__THE DATA__.
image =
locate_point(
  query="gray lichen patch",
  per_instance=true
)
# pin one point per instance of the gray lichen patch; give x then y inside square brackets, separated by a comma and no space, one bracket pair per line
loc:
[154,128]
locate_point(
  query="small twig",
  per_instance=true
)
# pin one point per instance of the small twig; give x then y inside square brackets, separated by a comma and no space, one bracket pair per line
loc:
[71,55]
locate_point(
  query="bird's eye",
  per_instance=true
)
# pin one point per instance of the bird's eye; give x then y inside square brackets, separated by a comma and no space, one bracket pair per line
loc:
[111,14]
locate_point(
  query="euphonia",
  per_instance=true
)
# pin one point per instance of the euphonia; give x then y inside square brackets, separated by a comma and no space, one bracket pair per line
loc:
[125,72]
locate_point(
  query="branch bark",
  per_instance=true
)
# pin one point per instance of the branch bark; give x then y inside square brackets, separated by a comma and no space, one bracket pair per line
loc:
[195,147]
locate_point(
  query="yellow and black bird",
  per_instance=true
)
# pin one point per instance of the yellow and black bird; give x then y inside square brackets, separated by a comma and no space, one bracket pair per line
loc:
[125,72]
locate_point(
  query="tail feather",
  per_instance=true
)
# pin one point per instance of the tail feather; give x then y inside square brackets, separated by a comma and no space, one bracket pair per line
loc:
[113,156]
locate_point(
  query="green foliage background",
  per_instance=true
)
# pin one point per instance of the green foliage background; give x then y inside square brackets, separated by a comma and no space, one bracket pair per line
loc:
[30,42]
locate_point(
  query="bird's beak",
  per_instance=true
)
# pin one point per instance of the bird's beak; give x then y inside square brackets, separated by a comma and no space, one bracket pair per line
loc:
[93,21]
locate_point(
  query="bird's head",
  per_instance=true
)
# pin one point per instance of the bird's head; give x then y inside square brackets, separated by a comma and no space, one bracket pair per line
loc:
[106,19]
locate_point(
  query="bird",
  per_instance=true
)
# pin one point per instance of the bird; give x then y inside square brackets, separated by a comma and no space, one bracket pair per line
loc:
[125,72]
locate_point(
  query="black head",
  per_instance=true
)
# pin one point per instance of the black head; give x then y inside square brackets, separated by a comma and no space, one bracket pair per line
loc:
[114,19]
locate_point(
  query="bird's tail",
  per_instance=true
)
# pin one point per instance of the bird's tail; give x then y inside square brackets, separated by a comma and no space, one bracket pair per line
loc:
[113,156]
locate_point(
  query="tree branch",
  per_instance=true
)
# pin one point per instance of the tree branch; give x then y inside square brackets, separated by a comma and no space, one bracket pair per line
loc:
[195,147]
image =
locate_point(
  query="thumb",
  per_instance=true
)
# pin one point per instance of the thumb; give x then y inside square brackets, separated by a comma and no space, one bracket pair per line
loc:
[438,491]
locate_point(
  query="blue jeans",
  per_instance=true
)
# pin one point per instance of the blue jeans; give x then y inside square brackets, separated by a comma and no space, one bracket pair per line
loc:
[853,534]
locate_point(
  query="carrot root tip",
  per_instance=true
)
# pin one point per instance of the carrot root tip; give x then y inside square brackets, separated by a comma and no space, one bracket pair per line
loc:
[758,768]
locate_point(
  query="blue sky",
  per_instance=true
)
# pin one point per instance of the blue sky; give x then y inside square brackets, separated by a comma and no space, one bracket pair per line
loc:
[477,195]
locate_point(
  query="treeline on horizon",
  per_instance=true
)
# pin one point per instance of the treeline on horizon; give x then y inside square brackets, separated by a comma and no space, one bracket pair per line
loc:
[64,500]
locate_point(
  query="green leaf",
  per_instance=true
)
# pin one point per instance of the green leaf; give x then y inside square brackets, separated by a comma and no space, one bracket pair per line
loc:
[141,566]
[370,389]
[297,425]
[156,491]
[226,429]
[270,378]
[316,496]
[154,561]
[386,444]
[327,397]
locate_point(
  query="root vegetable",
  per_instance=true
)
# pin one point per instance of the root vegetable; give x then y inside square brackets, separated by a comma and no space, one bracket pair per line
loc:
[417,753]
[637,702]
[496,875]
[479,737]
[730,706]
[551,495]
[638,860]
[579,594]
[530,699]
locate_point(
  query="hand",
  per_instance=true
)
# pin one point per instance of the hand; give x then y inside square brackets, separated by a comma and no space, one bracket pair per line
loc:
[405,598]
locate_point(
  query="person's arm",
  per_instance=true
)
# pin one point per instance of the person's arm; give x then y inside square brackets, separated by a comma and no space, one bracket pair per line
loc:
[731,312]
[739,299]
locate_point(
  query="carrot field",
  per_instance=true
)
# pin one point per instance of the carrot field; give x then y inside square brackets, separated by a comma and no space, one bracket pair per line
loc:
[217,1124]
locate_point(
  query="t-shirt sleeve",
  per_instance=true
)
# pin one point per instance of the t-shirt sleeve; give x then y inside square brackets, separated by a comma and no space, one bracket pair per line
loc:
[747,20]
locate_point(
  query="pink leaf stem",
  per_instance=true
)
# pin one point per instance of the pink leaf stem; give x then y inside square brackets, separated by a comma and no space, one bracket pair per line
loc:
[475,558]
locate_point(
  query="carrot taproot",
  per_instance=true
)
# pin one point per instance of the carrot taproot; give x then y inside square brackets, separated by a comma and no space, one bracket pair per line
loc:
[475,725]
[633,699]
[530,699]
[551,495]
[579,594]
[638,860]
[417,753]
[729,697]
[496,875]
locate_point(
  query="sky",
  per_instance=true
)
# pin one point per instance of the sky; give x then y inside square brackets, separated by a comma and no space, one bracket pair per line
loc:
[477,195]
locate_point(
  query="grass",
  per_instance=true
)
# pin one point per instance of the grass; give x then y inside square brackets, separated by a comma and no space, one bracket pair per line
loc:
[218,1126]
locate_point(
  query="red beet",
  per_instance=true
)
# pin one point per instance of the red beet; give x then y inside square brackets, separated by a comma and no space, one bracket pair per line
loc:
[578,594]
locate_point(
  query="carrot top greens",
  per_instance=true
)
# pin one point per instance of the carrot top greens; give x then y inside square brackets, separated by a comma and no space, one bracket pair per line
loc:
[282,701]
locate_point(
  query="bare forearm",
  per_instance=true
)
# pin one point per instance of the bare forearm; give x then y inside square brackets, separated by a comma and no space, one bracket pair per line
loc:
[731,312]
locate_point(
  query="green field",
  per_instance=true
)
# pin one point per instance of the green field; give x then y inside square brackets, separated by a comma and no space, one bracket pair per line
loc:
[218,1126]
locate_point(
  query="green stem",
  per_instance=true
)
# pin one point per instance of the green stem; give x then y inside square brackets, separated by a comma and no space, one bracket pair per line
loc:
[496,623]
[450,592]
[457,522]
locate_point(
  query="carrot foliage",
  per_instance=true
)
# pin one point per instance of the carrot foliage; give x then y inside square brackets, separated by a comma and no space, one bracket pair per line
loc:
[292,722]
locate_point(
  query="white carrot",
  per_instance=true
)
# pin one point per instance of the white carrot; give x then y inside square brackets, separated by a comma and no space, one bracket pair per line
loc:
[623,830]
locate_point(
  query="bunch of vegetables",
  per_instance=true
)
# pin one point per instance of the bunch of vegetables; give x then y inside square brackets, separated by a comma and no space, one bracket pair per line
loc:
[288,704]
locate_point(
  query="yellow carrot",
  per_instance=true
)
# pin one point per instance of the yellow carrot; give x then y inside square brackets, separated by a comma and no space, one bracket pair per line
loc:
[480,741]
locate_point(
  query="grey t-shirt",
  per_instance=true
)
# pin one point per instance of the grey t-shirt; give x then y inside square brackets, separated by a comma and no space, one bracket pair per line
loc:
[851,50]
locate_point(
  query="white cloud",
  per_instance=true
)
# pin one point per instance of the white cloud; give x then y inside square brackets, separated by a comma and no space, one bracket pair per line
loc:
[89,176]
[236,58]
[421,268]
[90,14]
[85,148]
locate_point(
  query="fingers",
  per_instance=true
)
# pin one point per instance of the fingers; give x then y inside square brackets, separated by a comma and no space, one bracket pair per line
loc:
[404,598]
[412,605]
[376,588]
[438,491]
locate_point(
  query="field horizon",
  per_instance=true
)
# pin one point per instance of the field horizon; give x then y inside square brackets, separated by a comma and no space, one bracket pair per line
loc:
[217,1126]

__TASK TO COMPLETE__. Find every line above that contains the word "person" and copy each one out in full.

__RESULT OF THE TASK__.
  query="person's arm",
# pin one point per instance of the person's arm; give x then y inside square brackets, separated by a comma and no space, one bracket pair per line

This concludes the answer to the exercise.